Supplied records >>

★ ★ ★ ★ ★

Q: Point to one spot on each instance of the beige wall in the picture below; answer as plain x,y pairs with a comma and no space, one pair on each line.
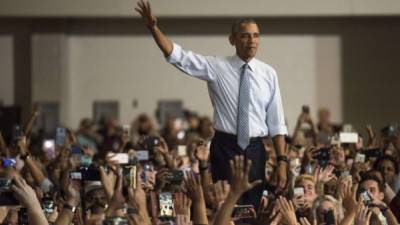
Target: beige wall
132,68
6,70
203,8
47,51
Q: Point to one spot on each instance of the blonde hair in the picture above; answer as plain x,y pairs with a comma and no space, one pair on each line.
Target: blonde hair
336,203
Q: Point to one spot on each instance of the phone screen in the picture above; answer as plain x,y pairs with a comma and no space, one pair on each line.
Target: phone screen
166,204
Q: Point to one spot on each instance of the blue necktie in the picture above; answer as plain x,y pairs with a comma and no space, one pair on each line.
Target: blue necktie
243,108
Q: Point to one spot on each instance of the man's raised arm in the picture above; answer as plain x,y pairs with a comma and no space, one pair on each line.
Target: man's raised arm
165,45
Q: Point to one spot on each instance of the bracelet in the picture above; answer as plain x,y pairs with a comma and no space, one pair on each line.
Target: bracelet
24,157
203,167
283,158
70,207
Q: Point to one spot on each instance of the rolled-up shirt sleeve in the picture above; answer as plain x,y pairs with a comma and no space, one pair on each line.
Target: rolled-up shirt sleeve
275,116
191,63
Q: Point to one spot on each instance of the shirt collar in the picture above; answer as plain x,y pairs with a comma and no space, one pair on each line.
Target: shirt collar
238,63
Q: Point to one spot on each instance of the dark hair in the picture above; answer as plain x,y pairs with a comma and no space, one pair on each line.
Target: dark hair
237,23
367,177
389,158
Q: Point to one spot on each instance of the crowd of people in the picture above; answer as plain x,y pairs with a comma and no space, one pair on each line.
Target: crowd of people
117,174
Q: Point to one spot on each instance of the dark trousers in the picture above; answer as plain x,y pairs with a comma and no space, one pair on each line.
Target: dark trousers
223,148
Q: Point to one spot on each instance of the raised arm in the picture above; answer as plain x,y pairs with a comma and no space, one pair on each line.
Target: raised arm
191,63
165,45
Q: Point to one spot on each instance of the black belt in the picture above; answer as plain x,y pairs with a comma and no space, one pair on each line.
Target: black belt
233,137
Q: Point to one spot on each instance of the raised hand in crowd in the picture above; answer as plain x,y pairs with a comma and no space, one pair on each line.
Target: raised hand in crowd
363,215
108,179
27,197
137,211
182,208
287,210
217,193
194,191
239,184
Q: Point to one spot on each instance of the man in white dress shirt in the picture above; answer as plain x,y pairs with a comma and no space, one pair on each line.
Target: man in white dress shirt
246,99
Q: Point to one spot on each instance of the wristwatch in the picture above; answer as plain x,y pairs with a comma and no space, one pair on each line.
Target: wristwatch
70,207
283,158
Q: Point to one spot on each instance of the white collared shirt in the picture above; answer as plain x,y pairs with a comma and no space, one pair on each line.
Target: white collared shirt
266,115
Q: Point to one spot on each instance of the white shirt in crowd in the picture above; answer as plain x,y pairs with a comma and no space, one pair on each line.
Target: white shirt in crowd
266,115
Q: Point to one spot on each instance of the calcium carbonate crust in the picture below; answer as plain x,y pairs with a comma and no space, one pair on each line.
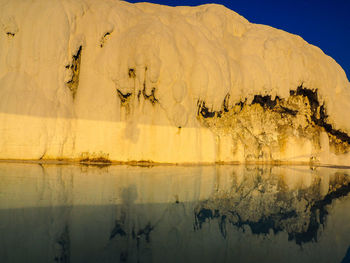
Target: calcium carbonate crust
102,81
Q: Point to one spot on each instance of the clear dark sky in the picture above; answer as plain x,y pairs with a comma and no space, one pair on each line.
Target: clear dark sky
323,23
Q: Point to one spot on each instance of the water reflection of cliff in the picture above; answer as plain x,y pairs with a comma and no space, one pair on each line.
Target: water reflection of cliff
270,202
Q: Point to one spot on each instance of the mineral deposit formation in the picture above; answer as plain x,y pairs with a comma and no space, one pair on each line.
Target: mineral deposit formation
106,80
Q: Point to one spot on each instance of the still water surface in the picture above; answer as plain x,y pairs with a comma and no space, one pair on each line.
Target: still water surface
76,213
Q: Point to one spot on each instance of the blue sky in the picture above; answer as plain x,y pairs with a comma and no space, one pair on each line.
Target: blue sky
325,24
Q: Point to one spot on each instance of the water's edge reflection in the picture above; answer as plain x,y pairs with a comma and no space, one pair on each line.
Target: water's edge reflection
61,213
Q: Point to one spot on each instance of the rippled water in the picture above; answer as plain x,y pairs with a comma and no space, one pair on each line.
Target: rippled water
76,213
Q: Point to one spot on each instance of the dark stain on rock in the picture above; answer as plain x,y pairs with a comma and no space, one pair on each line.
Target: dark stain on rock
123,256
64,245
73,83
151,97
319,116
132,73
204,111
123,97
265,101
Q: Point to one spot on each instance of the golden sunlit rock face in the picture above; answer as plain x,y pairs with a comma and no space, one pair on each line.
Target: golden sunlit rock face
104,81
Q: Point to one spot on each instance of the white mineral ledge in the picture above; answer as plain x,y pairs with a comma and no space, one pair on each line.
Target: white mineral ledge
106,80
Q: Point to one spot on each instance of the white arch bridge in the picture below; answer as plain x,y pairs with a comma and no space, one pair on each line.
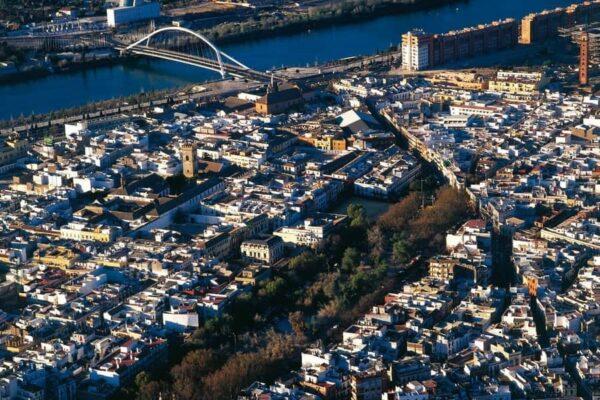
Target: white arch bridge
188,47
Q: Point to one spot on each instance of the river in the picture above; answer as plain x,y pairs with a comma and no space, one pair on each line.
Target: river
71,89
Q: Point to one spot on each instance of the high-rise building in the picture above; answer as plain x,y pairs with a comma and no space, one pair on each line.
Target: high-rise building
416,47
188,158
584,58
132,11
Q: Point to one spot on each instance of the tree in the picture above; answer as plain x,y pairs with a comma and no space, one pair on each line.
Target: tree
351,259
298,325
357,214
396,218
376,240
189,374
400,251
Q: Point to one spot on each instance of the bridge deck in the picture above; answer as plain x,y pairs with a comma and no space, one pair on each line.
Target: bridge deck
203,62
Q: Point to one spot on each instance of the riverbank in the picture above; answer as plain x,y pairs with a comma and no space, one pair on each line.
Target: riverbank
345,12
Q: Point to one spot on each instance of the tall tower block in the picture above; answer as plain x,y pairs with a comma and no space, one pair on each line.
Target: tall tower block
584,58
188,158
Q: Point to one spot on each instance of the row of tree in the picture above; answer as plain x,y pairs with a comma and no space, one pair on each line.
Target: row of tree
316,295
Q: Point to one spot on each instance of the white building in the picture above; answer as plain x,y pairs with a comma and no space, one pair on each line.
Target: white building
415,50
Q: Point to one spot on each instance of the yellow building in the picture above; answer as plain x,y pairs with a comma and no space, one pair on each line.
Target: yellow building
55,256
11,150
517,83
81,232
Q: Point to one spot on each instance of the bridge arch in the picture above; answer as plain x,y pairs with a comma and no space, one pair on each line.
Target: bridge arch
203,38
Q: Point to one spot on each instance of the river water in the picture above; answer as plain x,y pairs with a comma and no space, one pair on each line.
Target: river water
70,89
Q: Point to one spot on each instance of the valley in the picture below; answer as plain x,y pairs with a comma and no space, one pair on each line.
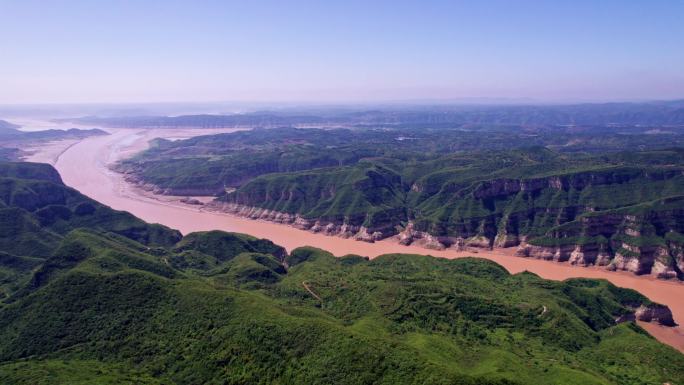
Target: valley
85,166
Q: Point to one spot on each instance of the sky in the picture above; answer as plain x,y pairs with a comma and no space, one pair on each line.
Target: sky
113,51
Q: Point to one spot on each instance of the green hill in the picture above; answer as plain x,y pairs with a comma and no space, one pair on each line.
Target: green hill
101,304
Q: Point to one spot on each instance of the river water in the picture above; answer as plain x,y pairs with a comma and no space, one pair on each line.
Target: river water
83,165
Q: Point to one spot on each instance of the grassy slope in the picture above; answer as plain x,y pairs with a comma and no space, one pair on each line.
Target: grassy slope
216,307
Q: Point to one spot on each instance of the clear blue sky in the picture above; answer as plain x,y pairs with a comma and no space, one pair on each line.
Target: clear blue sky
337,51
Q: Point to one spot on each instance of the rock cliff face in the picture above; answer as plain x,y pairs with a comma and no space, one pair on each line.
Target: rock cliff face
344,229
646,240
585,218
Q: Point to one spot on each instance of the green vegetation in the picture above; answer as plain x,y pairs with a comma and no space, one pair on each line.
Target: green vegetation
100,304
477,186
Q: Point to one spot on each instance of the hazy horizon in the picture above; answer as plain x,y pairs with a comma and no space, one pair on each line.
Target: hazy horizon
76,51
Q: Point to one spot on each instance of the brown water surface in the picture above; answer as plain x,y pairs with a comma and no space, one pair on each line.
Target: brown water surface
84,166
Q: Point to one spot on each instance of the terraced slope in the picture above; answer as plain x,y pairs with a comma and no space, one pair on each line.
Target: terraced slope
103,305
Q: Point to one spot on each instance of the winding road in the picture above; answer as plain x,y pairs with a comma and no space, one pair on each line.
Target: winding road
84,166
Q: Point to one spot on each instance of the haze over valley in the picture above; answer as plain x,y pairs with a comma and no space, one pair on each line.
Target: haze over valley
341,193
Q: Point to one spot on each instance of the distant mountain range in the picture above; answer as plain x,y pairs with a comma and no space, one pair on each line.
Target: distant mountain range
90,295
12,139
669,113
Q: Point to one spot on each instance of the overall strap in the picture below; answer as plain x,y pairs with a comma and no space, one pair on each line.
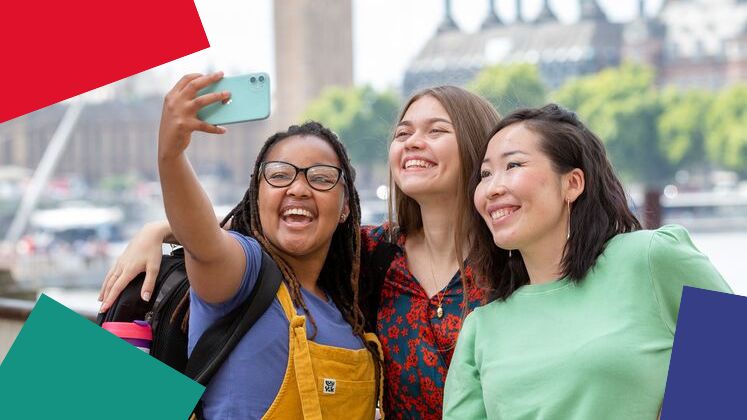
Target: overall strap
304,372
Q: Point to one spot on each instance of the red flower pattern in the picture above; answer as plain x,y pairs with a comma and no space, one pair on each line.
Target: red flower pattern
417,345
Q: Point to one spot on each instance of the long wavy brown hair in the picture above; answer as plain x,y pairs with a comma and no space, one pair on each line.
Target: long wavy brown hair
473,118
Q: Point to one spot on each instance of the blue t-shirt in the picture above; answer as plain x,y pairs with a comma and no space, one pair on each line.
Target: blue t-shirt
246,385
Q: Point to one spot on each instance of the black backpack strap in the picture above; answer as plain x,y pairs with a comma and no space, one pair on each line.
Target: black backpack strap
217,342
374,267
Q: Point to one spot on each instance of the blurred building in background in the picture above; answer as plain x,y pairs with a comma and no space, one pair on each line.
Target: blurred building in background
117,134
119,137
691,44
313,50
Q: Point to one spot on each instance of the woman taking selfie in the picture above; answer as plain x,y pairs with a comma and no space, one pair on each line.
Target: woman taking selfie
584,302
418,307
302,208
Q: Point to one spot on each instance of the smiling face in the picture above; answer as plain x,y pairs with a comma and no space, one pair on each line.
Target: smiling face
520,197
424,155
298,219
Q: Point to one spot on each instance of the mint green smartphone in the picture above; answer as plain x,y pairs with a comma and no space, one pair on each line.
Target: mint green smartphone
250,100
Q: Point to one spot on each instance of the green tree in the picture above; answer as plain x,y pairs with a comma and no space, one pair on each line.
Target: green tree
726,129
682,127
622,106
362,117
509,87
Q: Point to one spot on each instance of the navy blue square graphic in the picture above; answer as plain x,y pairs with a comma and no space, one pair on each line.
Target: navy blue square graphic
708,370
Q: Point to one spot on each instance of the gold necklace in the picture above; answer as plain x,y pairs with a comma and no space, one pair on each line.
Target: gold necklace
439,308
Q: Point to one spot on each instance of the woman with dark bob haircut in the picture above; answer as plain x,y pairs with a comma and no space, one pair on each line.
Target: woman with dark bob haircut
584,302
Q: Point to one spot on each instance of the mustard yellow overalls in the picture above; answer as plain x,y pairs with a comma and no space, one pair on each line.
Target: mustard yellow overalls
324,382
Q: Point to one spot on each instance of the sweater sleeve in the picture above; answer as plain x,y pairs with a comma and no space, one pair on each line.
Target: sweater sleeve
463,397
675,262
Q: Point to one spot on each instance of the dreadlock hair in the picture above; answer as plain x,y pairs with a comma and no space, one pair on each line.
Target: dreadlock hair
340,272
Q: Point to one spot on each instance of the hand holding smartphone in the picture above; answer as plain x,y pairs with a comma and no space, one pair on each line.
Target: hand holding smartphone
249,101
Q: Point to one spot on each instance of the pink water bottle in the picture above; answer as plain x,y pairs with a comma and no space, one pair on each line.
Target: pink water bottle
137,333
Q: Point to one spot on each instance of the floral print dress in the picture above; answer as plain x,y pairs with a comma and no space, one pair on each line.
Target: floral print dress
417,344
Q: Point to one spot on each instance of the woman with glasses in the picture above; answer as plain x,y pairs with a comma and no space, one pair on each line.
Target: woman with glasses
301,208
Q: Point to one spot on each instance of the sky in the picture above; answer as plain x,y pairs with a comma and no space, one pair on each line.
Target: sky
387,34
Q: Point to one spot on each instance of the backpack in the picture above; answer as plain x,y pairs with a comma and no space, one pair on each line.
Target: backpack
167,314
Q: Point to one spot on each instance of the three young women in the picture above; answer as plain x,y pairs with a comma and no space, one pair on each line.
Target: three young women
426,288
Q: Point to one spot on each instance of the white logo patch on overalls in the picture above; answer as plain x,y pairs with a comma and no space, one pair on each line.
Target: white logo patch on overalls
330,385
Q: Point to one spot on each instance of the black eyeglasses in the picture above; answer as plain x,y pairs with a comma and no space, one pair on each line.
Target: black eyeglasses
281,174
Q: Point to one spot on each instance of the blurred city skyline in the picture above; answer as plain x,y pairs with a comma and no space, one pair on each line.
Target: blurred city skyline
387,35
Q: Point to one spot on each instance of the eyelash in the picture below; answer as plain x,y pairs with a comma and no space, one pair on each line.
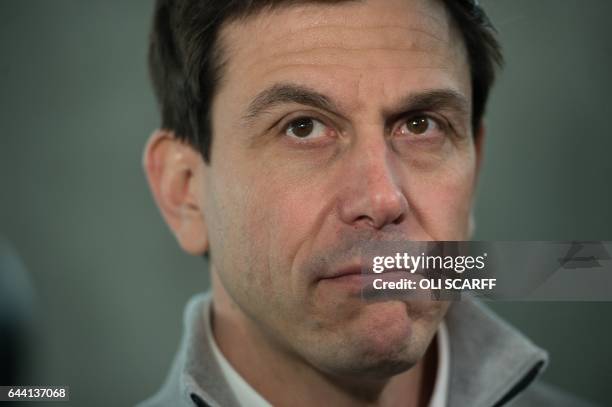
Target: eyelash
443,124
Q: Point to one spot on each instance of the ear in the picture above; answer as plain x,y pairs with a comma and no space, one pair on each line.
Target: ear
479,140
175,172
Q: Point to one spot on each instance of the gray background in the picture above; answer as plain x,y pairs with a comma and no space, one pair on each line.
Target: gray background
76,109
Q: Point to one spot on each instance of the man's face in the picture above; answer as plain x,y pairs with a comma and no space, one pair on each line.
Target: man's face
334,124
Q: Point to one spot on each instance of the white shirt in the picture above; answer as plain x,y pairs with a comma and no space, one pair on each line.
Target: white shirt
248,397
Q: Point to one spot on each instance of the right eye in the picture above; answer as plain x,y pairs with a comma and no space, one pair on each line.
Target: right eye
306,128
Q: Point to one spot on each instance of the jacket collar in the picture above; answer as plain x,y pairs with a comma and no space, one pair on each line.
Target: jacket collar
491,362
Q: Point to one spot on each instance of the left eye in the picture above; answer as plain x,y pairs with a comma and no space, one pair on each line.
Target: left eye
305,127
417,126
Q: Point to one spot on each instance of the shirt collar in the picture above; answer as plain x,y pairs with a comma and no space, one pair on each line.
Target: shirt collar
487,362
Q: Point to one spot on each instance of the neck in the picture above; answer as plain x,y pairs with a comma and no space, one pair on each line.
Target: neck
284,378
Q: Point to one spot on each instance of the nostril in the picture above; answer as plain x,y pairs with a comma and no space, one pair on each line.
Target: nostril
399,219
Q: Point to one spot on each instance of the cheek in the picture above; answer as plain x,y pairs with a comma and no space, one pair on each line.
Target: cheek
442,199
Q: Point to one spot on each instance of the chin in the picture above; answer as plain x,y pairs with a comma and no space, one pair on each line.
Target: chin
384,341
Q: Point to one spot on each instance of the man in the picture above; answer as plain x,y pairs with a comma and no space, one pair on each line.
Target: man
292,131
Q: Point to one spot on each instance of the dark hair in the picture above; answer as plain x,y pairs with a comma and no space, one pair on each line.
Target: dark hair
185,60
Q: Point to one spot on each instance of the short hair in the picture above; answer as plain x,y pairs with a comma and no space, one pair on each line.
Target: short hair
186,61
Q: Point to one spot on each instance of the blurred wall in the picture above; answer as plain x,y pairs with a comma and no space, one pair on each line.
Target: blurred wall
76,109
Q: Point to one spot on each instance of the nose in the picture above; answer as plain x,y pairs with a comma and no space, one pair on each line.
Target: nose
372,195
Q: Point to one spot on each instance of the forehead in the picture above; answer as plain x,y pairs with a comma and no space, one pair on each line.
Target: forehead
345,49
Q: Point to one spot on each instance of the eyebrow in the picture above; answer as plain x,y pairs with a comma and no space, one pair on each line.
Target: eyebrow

★ ★ ★ ★ ★

Task to carry out >>
Print exactly the lines above, starting at the line that contains "the man in the" and ending with the last line of the records, both included.

Worked answer >>
Q: Point to one spot on each instance of the man in the picture above; answer as plain x,y pairs with a comma and no space, one pair on each line.
Target: man
292,131
Q: Point to one spot on each instance of the dark hair in the picture above; answer as plain x,y pairs with a comma and no space, one pair on each line.
Target: dark hair
185,60
Q: Point to one spot on each instance of the short hair in the picture above; answer as plain x,y pairs with a comma and no space, one pair on each line.
Target: short hair
186,61
Q: Point to one spot on each instance of the blurred wall in the picture above; answer as plain x,y pairs with a comma and no space, one pair on each line.
Target: blurred wall
76,109
Q: Point to one spot on each instance of the nose in the picture above; answer as plain x,y pairs with a comma and no space, one pair on each line.
Target: nose
372,195
Q: Point to one spot on each instance of the forehead in the picture above; answer as plain x,y pairs with a comma and no space, one pair on each line.
Target: forehead
345,49
Q: Point to one spot on each instance of the eyebrow in the picture above; answer as plain x,y pairs with a comma and no space, one pair on each line.
Target: eyebrow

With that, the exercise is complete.